● What is asked:
Your task is to repeat the records exactly from the line containing "Reviewer note: check that each instance of the marmot back" onward, through the final line.
start Data for this task
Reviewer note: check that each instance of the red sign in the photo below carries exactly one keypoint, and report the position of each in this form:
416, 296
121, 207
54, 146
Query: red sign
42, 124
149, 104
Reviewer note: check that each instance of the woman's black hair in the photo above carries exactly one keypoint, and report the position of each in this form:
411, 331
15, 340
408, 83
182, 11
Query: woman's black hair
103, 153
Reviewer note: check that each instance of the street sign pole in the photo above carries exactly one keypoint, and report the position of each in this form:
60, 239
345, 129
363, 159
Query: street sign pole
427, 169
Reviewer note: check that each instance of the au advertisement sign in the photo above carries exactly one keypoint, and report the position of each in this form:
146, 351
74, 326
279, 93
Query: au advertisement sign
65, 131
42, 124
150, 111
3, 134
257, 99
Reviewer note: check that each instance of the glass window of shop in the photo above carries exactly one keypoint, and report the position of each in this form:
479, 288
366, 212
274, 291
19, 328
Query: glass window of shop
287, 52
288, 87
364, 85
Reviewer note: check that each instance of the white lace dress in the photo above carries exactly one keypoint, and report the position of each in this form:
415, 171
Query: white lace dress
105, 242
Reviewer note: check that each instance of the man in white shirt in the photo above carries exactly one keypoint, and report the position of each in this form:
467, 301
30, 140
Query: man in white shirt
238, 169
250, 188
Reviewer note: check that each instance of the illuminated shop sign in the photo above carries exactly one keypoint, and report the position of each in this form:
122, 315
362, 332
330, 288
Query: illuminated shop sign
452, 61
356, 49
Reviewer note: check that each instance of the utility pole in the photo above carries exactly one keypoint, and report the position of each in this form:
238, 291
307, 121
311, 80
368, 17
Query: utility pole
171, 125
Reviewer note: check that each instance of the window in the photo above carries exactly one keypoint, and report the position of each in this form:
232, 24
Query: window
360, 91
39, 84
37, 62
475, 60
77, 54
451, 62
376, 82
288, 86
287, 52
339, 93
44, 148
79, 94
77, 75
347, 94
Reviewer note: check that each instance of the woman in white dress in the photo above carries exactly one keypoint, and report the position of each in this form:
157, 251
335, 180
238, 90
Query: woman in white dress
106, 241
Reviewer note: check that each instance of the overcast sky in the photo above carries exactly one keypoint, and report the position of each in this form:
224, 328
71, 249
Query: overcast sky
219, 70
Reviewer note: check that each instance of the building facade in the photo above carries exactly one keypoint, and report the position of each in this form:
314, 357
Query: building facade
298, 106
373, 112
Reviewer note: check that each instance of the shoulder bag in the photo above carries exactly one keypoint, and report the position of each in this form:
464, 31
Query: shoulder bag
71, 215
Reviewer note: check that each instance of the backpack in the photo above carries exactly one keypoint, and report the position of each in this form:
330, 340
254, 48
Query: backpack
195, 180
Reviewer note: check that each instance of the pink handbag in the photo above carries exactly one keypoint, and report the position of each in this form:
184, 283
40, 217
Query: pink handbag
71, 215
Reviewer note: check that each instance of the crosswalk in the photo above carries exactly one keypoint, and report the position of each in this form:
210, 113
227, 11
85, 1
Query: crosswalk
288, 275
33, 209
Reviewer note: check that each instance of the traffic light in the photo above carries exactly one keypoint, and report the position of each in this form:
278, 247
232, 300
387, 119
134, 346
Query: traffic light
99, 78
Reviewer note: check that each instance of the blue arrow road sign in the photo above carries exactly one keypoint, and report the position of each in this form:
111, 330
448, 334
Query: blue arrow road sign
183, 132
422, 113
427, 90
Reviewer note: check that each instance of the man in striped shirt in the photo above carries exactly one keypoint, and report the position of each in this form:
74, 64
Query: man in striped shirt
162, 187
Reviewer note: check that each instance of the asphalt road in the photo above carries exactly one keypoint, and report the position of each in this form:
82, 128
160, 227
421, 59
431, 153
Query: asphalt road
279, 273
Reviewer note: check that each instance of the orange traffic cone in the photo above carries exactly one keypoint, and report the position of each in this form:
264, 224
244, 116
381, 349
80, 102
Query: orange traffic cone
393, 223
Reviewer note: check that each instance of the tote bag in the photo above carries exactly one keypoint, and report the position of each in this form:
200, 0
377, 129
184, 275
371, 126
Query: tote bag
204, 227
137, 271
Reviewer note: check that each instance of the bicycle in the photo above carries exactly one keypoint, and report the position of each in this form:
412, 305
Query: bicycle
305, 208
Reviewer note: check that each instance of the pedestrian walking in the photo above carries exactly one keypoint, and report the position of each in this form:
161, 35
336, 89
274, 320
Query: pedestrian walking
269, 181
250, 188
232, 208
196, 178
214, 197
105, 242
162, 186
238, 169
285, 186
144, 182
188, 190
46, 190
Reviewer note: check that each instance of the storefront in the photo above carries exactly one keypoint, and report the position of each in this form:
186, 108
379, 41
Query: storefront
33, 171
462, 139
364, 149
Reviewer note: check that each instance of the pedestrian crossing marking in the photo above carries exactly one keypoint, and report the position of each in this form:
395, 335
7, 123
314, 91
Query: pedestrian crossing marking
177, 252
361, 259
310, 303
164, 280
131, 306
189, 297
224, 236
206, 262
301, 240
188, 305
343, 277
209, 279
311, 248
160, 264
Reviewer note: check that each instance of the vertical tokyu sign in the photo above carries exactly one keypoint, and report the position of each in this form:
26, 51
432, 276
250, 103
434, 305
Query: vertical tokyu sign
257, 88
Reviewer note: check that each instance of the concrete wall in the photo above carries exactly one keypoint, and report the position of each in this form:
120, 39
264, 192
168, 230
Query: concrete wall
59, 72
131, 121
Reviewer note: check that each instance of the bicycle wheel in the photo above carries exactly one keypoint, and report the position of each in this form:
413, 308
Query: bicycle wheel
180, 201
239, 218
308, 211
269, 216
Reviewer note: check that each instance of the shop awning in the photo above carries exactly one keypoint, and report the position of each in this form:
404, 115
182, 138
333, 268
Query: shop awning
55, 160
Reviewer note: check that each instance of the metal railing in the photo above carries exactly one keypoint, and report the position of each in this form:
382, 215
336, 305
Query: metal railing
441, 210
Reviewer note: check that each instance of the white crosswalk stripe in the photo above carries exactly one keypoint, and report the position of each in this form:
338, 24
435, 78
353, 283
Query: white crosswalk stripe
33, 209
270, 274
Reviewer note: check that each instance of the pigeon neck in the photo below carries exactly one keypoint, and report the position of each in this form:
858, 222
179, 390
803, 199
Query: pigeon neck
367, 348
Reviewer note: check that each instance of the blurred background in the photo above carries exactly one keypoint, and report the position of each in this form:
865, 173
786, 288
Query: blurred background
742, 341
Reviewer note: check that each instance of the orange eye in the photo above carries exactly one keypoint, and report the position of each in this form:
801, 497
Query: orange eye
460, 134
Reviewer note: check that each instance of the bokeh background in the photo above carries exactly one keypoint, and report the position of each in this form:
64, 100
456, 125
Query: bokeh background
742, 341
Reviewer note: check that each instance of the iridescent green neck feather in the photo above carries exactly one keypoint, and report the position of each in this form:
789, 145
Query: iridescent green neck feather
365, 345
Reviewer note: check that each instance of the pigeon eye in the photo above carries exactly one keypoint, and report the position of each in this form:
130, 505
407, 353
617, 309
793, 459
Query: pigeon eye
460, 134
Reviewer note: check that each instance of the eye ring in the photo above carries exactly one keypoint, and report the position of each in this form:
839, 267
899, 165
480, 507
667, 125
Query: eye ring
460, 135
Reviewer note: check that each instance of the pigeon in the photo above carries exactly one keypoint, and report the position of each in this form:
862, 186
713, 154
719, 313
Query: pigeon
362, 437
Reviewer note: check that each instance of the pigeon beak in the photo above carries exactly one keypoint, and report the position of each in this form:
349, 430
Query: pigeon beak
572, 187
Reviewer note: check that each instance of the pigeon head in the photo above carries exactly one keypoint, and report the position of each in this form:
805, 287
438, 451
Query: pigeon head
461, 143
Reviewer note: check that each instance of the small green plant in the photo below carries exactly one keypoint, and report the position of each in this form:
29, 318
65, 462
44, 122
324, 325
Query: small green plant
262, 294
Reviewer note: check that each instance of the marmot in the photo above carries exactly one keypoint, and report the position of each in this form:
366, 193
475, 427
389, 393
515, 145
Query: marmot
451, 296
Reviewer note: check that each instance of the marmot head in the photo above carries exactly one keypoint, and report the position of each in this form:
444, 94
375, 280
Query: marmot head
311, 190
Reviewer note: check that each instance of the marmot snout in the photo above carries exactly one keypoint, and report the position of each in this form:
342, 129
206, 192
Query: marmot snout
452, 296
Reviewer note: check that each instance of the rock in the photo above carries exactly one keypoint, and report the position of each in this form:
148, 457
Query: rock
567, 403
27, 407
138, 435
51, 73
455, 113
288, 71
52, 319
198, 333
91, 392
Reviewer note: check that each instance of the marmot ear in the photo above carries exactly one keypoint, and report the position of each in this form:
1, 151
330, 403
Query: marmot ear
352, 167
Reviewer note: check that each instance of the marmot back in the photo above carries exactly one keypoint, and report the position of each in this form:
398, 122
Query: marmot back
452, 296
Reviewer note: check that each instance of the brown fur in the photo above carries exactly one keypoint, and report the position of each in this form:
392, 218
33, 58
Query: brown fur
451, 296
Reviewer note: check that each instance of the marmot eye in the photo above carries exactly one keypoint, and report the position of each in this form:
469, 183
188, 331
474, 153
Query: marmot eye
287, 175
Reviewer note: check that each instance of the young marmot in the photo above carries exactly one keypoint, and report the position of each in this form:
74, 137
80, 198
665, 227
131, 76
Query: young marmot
end Data for this task
● Task answer:
Reviewer note: check that each instance of the marmot back in the photo above carries exactly one keypoint, and report the position of each in this form:
398, 122
Query: marmot back
452, 296
Reviewer note: check that each instance of the brown fur in the photo above carries exactly one keypoint, and report the position of each in this form:
392, 218
33, 58
Query: brown fur
451, 296
Reviewer note: check that each instance of the marmot eye in the photo above carries exactly one keypoint, and report the position of each in this form:
469, 183
188, 331
474, 153
Query: marmot eye
287, 175
Reviewer note: check that each instance of the young marmot in the photo above carries exactly one keypoint, and report the position of each in this form:
74, 137
80, 198
665, 227
131, 76
Query: young marmot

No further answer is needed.